Your answer should consist of each line below that contains the string "logo".

[Saved entries]
=-=-=

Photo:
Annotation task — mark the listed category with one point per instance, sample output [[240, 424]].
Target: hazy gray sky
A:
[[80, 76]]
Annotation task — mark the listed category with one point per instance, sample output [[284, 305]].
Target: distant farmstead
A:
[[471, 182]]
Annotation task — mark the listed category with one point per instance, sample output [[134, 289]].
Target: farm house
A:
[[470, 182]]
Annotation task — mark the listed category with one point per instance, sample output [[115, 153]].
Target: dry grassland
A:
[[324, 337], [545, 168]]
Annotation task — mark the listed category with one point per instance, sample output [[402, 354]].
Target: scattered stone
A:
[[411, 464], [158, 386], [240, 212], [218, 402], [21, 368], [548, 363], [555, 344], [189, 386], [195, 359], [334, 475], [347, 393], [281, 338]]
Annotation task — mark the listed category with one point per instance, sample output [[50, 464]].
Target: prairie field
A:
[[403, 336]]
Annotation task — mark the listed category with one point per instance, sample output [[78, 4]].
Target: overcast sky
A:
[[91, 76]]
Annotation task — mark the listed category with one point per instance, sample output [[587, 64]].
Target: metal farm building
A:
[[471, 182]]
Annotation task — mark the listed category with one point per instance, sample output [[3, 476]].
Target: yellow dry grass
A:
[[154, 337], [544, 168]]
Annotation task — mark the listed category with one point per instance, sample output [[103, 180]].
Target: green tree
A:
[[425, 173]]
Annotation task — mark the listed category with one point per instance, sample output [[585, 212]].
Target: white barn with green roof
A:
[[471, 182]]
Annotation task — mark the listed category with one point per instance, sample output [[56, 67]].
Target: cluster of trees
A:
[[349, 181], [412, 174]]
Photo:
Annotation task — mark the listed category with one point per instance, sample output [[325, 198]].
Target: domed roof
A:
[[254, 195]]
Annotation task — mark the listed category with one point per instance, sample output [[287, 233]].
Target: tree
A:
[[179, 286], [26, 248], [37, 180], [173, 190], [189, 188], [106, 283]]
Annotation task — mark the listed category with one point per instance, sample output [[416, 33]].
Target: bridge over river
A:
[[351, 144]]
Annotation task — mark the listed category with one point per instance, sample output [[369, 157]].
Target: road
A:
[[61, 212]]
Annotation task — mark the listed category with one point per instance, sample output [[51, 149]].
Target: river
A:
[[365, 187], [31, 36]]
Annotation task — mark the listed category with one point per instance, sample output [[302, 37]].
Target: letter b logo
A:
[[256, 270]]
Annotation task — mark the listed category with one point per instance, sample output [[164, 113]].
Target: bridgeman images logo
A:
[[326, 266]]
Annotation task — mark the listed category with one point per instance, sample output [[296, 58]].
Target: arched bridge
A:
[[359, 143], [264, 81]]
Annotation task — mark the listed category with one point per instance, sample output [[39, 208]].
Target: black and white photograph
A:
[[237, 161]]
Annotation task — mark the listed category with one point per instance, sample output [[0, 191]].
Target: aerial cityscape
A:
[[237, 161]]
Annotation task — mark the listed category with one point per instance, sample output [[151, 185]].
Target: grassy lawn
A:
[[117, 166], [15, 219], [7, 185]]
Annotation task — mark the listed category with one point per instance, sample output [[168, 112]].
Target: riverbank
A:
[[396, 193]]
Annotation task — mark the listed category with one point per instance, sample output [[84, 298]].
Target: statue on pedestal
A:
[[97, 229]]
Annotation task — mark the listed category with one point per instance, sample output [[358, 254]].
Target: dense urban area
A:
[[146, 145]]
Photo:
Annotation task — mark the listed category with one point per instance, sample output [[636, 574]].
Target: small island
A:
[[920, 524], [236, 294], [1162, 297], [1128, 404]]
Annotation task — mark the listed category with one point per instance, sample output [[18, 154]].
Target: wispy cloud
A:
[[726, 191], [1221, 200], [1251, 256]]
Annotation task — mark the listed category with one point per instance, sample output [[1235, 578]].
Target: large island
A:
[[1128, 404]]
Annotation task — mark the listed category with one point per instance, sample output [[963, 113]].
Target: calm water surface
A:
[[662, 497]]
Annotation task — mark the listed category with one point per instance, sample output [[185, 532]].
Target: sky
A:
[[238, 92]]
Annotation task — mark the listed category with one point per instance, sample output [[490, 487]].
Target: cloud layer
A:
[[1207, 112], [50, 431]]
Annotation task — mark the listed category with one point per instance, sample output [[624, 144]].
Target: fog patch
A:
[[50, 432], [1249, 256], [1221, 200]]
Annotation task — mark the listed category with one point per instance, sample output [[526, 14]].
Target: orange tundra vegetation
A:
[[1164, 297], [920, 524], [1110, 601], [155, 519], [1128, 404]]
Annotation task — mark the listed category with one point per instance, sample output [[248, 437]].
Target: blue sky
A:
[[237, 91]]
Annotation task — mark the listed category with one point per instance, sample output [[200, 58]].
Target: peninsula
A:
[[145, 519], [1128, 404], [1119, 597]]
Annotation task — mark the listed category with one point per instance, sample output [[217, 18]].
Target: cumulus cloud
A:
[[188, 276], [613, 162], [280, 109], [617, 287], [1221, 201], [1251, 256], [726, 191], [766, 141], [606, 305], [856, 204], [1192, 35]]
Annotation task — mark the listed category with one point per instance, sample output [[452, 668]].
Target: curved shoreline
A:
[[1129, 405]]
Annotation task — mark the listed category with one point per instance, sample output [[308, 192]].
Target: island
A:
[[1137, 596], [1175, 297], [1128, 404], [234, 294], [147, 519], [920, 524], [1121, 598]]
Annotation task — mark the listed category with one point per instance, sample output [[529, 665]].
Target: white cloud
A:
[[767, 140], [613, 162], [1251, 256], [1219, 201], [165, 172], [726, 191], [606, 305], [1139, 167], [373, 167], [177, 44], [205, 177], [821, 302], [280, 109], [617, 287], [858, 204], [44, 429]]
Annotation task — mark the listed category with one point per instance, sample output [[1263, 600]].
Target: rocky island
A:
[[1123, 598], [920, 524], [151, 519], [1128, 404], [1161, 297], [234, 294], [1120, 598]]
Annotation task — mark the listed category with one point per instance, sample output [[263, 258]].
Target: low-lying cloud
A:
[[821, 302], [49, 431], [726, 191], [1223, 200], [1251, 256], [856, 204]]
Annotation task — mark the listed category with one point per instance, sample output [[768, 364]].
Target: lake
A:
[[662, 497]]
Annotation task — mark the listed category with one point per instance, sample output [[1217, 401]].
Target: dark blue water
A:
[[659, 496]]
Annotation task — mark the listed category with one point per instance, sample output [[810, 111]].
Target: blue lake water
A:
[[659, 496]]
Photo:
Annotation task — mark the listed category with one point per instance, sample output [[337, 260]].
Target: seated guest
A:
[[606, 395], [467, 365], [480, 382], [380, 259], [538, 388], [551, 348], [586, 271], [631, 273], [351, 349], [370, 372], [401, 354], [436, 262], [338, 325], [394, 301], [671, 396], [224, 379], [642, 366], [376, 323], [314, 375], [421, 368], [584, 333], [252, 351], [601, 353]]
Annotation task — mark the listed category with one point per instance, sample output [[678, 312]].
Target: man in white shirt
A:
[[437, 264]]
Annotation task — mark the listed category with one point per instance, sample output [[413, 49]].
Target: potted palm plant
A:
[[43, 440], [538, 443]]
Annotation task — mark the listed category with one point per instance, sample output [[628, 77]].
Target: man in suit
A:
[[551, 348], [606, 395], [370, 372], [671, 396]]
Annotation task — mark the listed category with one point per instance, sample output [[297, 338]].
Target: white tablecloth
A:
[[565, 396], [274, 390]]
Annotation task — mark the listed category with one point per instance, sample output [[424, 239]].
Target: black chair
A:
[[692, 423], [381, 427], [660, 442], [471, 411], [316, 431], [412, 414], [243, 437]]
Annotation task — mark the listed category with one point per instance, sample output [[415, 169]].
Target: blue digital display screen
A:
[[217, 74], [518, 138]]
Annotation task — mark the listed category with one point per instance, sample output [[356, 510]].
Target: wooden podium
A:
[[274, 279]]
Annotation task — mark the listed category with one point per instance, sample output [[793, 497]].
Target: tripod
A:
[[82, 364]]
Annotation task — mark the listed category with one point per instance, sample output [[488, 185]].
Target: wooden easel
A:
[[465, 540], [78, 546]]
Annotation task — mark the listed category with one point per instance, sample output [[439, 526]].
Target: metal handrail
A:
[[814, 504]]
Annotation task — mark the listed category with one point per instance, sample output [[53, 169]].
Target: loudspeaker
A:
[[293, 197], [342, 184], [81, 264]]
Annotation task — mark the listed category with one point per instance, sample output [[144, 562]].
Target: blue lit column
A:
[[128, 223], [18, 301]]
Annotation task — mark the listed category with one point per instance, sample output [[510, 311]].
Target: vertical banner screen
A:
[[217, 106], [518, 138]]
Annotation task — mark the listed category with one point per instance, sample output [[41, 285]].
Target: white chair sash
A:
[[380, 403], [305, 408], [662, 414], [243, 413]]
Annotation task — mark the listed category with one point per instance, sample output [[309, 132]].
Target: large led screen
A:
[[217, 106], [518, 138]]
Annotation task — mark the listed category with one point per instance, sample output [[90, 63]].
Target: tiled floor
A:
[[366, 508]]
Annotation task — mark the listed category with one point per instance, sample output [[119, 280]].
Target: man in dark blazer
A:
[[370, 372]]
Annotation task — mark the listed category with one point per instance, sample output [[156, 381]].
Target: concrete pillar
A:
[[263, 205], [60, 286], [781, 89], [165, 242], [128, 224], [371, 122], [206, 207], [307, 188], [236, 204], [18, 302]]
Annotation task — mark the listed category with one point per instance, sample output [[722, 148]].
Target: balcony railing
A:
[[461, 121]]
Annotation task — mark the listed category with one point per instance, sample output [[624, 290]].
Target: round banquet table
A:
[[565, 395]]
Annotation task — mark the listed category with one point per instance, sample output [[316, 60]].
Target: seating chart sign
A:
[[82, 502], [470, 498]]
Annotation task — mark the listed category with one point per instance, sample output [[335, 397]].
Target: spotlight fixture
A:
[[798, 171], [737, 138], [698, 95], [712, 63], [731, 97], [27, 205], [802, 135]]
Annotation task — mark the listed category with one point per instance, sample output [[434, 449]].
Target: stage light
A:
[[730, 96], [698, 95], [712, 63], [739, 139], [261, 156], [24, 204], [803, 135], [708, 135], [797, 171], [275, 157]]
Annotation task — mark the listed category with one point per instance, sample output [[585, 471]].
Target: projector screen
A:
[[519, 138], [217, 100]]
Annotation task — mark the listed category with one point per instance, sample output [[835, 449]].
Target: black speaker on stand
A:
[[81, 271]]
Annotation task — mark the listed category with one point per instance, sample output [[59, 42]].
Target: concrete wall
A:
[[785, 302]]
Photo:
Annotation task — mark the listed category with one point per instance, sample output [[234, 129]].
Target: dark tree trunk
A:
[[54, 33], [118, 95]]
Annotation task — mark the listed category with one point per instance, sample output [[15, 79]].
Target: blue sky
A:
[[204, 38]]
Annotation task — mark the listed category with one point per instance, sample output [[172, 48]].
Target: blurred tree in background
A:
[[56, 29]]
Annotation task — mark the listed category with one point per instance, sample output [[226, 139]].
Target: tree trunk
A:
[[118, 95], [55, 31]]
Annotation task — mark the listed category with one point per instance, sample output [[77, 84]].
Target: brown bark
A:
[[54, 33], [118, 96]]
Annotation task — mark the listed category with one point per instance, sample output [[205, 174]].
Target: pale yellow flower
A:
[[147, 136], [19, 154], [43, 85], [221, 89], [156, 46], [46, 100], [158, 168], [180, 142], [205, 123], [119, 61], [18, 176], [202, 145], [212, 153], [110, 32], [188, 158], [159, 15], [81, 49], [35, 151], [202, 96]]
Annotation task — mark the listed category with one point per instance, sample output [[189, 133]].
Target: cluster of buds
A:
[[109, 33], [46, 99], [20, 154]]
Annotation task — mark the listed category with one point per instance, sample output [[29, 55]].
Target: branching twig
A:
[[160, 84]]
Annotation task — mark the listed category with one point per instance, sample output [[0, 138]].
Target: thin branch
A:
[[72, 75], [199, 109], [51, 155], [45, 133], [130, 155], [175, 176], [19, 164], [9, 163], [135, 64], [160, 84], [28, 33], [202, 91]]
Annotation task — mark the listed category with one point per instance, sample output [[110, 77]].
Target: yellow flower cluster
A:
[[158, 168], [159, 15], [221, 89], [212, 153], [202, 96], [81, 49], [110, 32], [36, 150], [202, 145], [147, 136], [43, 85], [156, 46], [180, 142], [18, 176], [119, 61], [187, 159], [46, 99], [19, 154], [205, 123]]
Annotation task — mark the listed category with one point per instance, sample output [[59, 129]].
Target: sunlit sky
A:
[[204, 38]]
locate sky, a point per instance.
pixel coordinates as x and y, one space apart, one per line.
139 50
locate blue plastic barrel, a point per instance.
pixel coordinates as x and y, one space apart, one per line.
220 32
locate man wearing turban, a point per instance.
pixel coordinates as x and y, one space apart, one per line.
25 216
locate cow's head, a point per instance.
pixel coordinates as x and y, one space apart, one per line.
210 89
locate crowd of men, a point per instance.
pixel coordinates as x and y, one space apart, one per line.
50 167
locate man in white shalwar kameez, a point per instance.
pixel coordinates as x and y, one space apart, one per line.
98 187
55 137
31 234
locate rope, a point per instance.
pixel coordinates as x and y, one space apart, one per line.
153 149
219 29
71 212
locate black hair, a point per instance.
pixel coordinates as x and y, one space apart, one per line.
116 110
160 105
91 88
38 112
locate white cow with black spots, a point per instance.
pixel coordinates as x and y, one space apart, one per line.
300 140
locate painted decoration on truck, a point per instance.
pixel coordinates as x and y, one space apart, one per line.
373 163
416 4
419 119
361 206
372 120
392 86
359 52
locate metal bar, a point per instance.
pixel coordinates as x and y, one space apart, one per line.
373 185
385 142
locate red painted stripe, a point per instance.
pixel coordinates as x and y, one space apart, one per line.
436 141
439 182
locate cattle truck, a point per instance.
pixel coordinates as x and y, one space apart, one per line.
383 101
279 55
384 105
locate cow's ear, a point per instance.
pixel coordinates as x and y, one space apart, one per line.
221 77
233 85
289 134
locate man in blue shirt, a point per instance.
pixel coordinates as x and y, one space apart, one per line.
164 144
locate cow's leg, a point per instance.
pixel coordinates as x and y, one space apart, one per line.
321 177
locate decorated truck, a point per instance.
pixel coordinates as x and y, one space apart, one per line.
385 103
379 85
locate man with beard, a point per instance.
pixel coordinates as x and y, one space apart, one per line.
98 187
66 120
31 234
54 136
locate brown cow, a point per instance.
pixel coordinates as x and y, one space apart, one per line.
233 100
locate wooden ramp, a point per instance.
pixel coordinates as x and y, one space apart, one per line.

=-=-=

### [RESULT]
Target: letter b logo
Target: bridgeman images logo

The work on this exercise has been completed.